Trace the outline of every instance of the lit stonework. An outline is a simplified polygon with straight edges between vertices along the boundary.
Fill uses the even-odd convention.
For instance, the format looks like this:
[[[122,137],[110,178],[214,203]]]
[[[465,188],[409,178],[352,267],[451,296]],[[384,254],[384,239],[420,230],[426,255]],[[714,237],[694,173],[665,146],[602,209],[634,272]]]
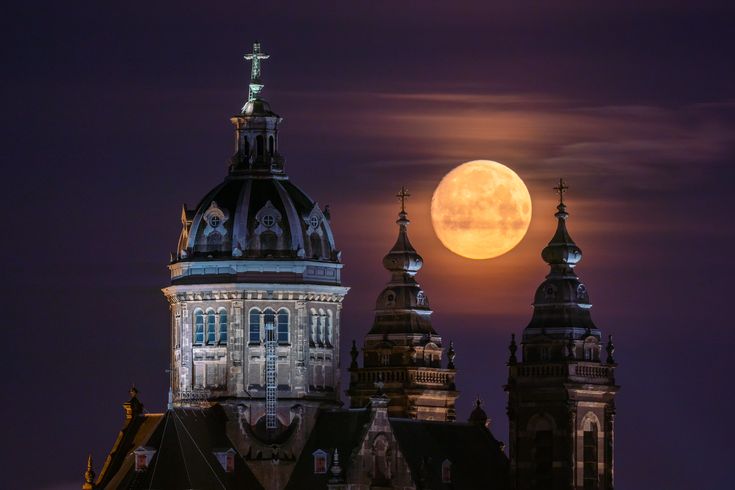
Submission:
[[[390,399],[388,414],[393,417],[454,420],[454,404],[459,396],[455,352],[450,344],[446,367],[442,367],[442,338],[431,325],[426,293],[414,278],[423,259],[408,239],[405,188],[398,197],[398,239],[383,258],[391,279],[375,305],[375,321],[362,349],[362,367],[353,344],[347,393],[353,407],[368,405],[379,392]]]
[[[557,229],[542,252],[550,272],[536,290],[522,359],[508,360],[511,483],[517,490],[612,490],[615,368],[574,267],[582,251],[569,236],[563,181]]]

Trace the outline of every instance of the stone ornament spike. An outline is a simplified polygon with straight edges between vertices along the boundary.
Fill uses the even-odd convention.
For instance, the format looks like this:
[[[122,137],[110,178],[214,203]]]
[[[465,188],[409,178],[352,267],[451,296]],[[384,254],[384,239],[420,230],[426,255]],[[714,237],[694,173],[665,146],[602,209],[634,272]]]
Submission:
[[[94,489],[95,476],[96,475],[92,465],[92,453],[89,453],[89,456],[87,457],[87,471],[84,472],[84,485],[82,485],[82,490]]]
[[[260,91],[263,90],[264,85],[260,80],[260,62],[261,60],[270,58],[270,55],[261,51],[260,43],[255,41],[253,43],[253,52],[246,54],[244,58],[251,63],[250,91],[248,92],[248,101],[251,101],[259,98]]]

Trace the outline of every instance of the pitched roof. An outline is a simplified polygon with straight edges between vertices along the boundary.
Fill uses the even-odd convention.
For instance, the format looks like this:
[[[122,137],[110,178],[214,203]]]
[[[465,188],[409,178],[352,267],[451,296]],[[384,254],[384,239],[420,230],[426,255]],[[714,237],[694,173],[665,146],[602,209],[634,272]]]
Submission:
[[[353,449],[364,437],[367,423],[370,420],[370,410],[342,410],[323,411],[319,414],[309,440],[306,441],[301,456],[296,463],[286,490],[327,488],[331,475],[314,473],[312,455],[318,449],[326,451],[330,456],[334,448],[340,454],[340,465],[343,474],[349,468]]]
[[[126,489],[262,489],[245,462],[235,454],[234,471],[225,472],[214,450],[232,447],[221,407],[176,408],[157,423],[138,424],[132,440],[121,451],[117,467],[100,476],[100,488]],[[156,450],[148,469],[135,471],[132,451],[139,446]]]
[[[452,488],[509,488],[508,459],[489,430],[477,424],[389,419],[419,488],[444,488],[441,468],[451,466]],[[423,480],[423,481],[422,481]]]

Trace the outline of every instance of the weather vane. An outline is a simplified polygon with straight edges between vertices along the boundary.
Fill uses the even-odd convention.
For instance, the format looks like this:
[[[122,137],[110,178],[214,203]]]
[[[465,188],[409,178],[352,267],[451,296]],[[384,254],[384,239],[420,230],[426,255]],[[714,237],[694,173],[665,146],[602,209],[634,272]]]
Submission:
□ □ □ □ □
# [JOB]
Update all of the records above by replacing each "Submission" with "Response" and keeping everything else the same. Leave the pictures out of your version.

# [WRITTEN REPLY]
Trace the outline of every instance of the lit stonework. An outline is a simplified polygon with straight edges between vertices along the boundary.
Fill uses the even-odd convention.
For instance, the format looks like this:
[[[122,137],[110,178],[214,203]]]
[[[465,188],[409,178],[352,267],[451,296]],[[384,254],[384,239],[420,230],[426,255]],[[714,237],[694,173],[665,146],[602,209],[634,272]]]
Response:
[[[390,399],[388,414],[393,417],[454,420],[454,404],[459,396],[455,352],[450,344],[446,367],[442,367],[442,338],[431,325],[426,293],[414,278],[423,259],[408,239],[405,188],[398,197],[398,239],[383,258],[391,279],[375,305],[375,321],[362,349],[362,367],[353,344],[347,393],[353,407],[368,405],[379,392]]]
[[[557,229],[542,252],[550,272],[536,290],[522,359],[508,360],[511,483],[517,490],[612,490],[615,368],[574,267],[582,251],[569,236],[563,181]]]

Trace the outline of every instance of the stone ornament spike. An outline is a simplified polygon with straight edges between vertices along the boundary.
Fill uses the even-odd convention.
For instance, the format looks like this:
[[[122,137],[110,178],[214,203]]]
[[[465,188],[409,178],[352,267],[451,296]],[[384,254],[384,239],[420,230],[426,255]],[[714,237],[694,173],[665,146],[602,209],[634,272]]]
Response:
[[[94,489],[95,476],[96,475],[92,465],[92,453],[89,453],[89,456],[87,457],[87,471],[84,472],[84,485],[82,485],[82,490]]]
[[[260,91],[263,90],[264,85],[260,80],[260,62],[261,60],[270,58],[270,55],[261,51],[260,43],[255,41],[253,43],[253,52],[246,54],[244,58],[251,63],[250,91],[248,92],[248,101],[251,101],[259,98]]]

Trace the outline of every instance of the pitched roof. An outline is a simplified polygon with straight edges between vertices along the boundary.
Fill uses the even-odd convention.
For instance, the format looks like this:
[[[122,137],[110,178],[214,203]]]
[[[465,188],[409,178],[352,267],[451,296]],[[384,254],[384,239],[420,230],[426,255]],[[714,237],[694,173],[665,146],[602,209],[634,272]]]
Response:
[[[353,449],[364,437],[367,423],[370,420],[370,410],[342,410],[323,411],[319,414],[309,440],[306,441],[301,456],[296,463],[286,490],[327,488],[331,475],[314,473],[312,455],[318,449],[326,451],[330,456],[334,448],[340,454],[340,465],[343,474],[349,468]]]
[[[126,489],[262,489],[245,462],[235,454],[234,471],[225,472],[214,450],[232,447],[221,407],[176,408],[157,423],[138,424],[132,440],[121,451],[117,467],[100,476],[100,488]],[[156,450],[148,469],[135,471],[132,451],[139,446]]]
[[[452,488],[509,488],[508,459],[489,430],[477,424],[389,419],[419,488],[444,488],[441,468],[451,466]],[[423,480],[423,481],[422,481]]]

Trace the outline of every instance of the weather vane. An outline is a simplified polygon with straight edges between vertices along the boundary.
Fill uses the even-odd convention.
For instance, the format looks like this:
[[[122,137],[110,178],[214,203]]]
[[[465,188],[409,178],[352,267],[451,296]],[[384,254],[384,239],[420,230],[426,255]],[[714,237],[694,173],[665,146],[602,209],[634,272]]]
Response:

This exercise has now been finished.